- _EXERCISE AIM_:
Please give back, exactly as written, only the line containing "Target: rock" and every line after it until the data below ends.

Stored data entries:
----

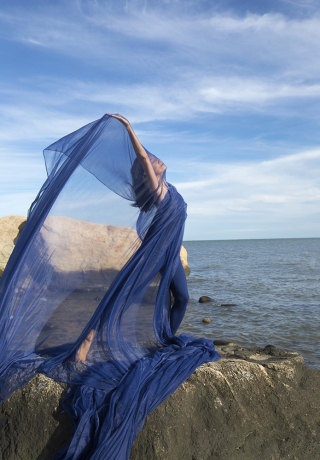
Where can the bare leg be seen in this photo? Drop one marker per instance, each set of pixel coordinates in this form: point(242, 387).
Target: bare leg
point(84, 348)
point(179, 289)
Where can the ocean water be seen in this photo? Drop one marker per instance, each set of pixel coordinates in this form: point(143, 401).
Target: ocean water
point(274, 284)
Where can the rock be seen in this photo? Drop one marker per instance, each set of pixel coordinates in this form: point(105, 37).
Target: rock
point(205, 298)
point(206, 320)
point(266, 407)
point(10, 228)
point(84, 248)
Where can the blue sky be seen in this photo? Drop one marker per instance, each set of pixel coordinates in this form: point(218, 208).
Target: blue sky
point(226, 93)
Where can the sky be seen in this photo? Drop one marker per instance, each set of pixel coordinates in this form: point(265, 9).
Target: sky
point(225, 92)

----

- _COMPLETED EXERCISE_:
Target: rock
point(205, 298)
point(206, 320)
point(266, 407)
point(10, 228)
point(84, 248)
Where can the blue sky be seen in this photo? Drop one marker per instance, each set of pixel coordinates in this form: point(218, 208).
Target: blue sky
point(226, 93)
Where can the sky be seen in this photo? Drop one marker per instance, each set of pixel coordinates in this form: point(265, 9).
Target: sky
point(225, 92)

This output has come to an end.